Merriam-Webster is more succinct. Privacy is “the quality or state of being apart from company or observation…freedom from unauthorized intrusion, as in one's right to privacy.”

Donald Kerr, principal deputy director of national intelligence, told the Senate Intelligence Committee that Americans can't expect to have privacy, because people give up so much information online already.
Kerr declared, "Protecting anonymity isn't a fight that can be won,” and privacy now means that “government and businesses properly safeguard people's private communications and financial information.”
I guess Kerr cannot see the difference between someone choosing to type info into a Google search query, verses the government sifting through one's private records and listening in on phone conversations without the proper warrants.
Our privacy rights are disappearing before our eyes. Between fears of terrorism, cameras and web cams everywhere, shared medical records, or Internet search engines that keep history for two years, there is no privacy. So just give up. And trust the government.
We are frogs in the cooking pot; the water is starting to boil and we don’t even notice.
Meanwhile, A US federal judge has ordered the White House to preserve computer backups of all its e-mail due to pending litigation over missing messages. Apparently the Bush administration has been deleting as much of its electronic history as possible. Some bureaucrat in the White House basement, bless his heart, still believes in privacy!
1 comment:
Interesting how the government and businesses will keep our financial information and private communications a secret from everyone else. It's them that the secrets should be kept from.
On a side note, wikipedia is now used in an outrageous amount of college student's research papers and it amazes me how many of them do not realize that it is not an acceptable source for the academic world.

TRY IT: Transcribe everything in the blog post on privacy from "I guess Kerr" down to "the proper warrants.", keeping every word and mark unchanged.

PROVIDED MATERIAL:
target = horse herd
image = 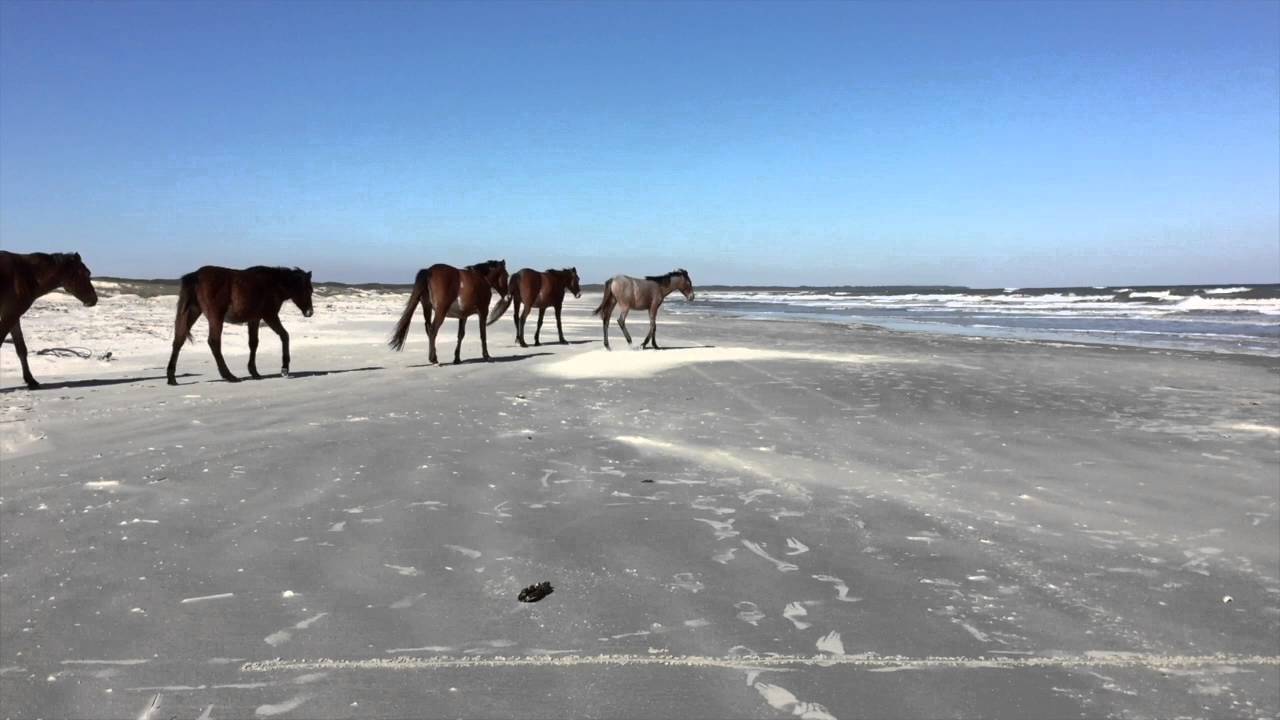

RESULT OF THE TASK:
I guess Kerr cannot see the difference between someone choosing to type info into a Google search query, verses the government sifting through one's private records and listening in on phone conversations without the proper warrants.